Directions:
An acceptable answer contains every record below, unchanged, and no pictures.

Input for this task:
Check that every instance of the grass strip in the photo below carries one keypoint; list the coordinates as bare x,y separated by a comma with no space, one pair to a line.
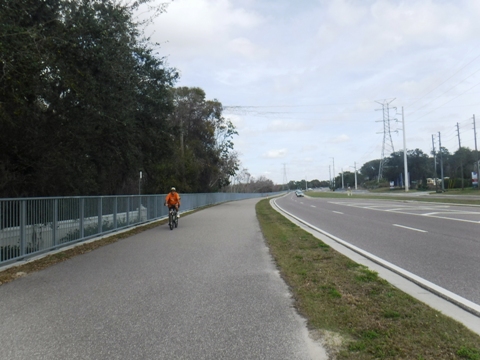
442,198
357,314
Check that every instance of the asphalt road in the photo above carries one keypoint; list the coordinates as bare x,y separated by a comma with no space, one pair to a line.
207,290
438,242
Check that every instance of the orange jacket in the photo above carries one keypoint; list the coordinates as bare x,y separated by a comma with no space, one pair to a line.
172,199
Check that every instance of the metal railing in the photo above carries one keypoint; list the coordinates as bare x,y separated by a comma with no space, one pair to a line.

The answer:
Check that every instance of the grass strip in the photo below carries one keypoint; list the coordinates as bare x,y separated by a comma with no space, one pair to a line.
442,198
357,314
Check that every instance of the asphalt road in the photo above carries one keypoint; list the coordinates as bare x,y separated by a comma with no space, one pair to a line.
207,290
438,242
Check that every instance of the orange jacket in the photo above carries one keypoint; list the coordinates as bare x,y separated by a comma with no space, one pair to a line.
172,199
Check that every instance of the metal railing in the photo above carries one keypoint; list the coordinates as bare x,y separated by a comma with no space, one pair to a line.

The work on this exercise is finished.